Given request: Rewrite the data below, swapping every "intersection tally" for "object count" and keeping everything else the same.

Source data:
---------------
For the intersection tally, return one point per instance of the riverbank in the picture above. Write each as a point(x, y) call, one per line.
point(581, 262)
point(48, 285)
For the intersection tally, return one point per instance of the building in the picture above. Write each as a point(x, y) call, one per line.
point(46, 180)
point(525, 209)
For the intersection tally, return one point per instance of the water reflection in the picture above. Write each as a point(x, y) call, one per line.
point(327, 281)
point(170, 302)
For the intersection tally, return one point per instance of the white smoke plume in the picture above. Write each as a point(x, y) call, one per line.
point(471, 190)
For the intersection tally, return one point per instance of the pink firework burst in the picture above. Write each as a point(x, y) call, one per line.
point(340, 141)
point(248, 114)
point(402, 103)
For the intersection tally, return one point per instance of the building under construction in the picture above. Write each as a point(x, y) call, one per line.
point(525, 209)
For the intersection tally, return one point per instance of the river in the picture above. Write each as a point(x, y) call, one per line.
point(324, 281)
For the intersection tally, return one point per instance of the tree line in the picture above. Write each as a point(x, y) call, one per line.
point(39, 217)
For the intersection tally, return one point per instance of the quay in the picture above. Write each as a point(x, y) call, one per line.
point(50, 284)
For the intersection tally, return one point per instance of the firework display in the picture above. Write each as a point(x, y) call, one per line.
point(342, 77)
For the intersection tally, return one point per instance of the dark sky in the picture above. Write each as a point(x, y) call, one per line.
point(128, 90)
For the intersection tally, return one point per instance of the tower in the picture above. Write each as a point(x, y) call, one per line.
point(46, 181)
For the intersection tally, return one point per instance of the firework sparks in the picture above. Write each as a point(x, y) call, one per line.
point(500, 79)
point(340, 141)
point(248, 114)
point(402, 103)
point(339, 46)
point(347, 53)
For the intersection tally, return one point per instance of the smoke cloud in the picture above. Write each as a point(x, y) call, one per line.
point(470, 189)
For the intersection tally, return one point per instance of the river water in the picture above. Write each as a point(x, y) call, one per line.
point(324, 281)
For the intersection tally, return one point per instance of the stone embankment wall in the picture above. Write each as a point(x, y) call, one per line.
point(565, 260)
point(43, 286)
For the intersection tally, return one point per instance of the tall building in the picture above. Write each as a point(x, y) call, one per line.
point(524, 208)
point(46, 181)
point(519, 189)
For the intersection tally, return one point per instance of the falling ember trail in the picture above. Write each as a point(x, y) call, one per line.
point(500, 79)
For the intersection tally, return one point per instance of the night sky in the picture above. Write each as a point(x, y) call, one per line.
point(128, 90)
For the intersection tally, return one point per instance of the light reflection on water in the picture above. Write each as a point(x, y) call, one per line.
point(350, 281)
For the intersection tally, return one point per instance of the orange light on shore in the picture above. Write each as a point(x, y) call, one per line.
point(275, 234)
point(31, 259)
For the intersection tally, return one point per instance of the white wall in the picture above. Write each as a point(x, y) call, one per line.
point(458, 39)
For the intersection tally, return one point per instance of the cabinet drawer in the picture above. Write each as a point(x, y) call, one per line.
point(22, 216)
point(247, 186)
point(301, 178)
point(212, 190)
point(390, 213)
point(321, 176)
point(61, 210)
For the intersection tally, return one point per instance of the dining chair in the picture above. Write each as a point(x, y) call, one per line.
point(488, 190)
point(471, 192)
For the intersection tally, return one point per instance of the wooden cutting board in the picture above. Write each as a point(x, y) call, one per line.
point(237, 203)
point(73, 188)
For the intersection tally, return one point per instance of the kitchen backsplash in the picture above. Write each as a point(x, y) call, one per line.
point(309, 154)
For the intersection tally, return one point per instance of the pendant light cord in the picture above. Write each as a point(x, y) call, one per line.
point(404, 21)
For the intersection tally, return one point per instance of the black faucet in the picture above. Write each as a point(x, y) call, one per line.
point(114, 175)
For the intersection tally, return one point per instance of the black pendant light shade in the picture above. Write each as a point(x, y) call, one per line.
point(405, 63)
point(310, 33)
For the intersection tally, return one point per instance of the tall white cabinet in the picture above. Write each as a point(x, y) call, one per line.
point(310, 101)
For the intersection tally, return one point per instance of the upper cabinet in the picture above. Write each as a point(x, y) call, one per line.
---------------
Task result:
For the object count, return one point per instance of the riverbank in the picture above. Write each as a point(x, y) call, one per line.
point(581, 262)
point(48, 285)
For the object count, return one point per instance of the building in the picture above. Write each as a point(x, y) call, one per line.
point(46, 180)
point(525, 209)
For the object count, return one point per instance of the water reflection in the picture above. Write each as a point(x, y) call, one per line.
point(327, 281)
point(170, 302)
For the object count, return one point per instance of the white smoke plume in the picture above. Write each as a point(x, y) call, one per line.
point(471, 190)
For the object count, return one point per instance of the pink firework burst in the picture above. Write each as a point(x, y) call, one per line.
point(340, 141)
point(248, 114)
point(402, 103)
For the object count, return one point per instance of the building under construction in the picture above. Write each as a point(x, y) call, one per line.
point(525, 209)
For the object count, return one point per instance of the river in the picture above. Write each as a point(x, y) call, one per line.
point(324, 281)
For the object count, return one point per instance of the tree line in the picture above. Write each as a point(x, y) call, one per line.
point(39, 217)
For the object count, return one point per instance of the quay in the picture above. Write each as a point(x, y) call, one per line.
point(50, 284)
For the object count, return one point per instance of the firework display in the picture above. Write each as a point(x, y) call, one per line.
point(342, 77)
For the object count, return one point per instance of the dark sky in the picture above. Write each as a point(x, y) call, one per line.
point(128, 90)
For the object count, return one point per instance of the tower in the picture above. Write each as a point(x, y) call, one per line.
point(46, 181)
For the object count, return one point per instance of the firework sparks in the picture above. Write each as a point(x, y) call, one per line.
point(500, 79)
point(340, 141)
point(248, 114)
point(402, 103)
point(339, 46)
point(347, 53)
For the object count, return one point per instance of the smoke cloud in the picture above. Write each as a point(x, y) call, one per line.
point(470, 189)
For the object count, return one point per instance of the river water in the picture above. Write each as a point(x, y) call, one per line.
point(324, 281)
For the object count, return one point per instance of the stone embankment wall in the picture above. Write each as a point(x, y) call, one per line.
point(565, 260)
point(43, 286)
For the object count, return one point per instance of the tall building in the picture above. Write each as a point(x, y) call, one per line.
point(524, 208)
point(46, 181)
point(519, 189)
For the object count, return one point per instance of the falling ember trail in the picture above. Write each as a point(x, y) call, one per line.
point(500, 79)
For the object count, return one point per instance of the night sky in the picture above. Write each as a point(x, y) call, one per line.
point(128, 90)
For the object count, return one point per instance of the light reflection on water in the picture above. Write each as a point(x, y) call, one per line.
point(350, 281)
For the object count, return one point per instance of the orange light on shore in the picture above. Write each as a point(x, y) call, one per line.
point(275, 234)
point(31, 259)
For the object count, return one point per instance of the white wall in the picture above. Write each as a point(x, y) call, one per line.
point(458, 39)
For the object count, return one point per instance of the cabinet drawer in the picture above. Write each as a point(x, y) call, one per line.
point(22, 216)
point(247, 186)
point(301, 178)
point(212, 190)
point(390, 213)
point(321, 176)
point(61, 210)
For the object count, return one point per instance of the dining chair in the picture above. Write each as a point(x, y) call, one per line.
point(488, 190)
point(471, 192)
For the object count, return one point per instance of the wooden cutting board in the picture above. Write each as a point(x, y) call, one per line.
point(237, 203)
point(73, 188)
For the object count, return one point per instance of the kitchen backsplash in the picture above. Write each as a point(x, y) call, one per line.
point(309, 154)
For the object count, return one point per instance of the pendant light cord in the picture above. Write each as a point(x, y) call, one per line.
point(404, 21)
For the object count, return one point per instance of the black faucet in the picture above. Write each as a point(x, y) call, one per line.
point(114, 175)
For the object count, return one point per instance of the black pendant light shade in the picture above. Write each as a point(x, y) call, one per line.
point(405, 63)
point(310, 33)
For the object count, return one point per instance of the tall white cabinet in the picture above. Write each as a point(x, y) call, one per line.
point(310, 101)
For the object count, return one point per instance of the upper cabinet in the picture above. Write each as a point(x, y) call, one per line.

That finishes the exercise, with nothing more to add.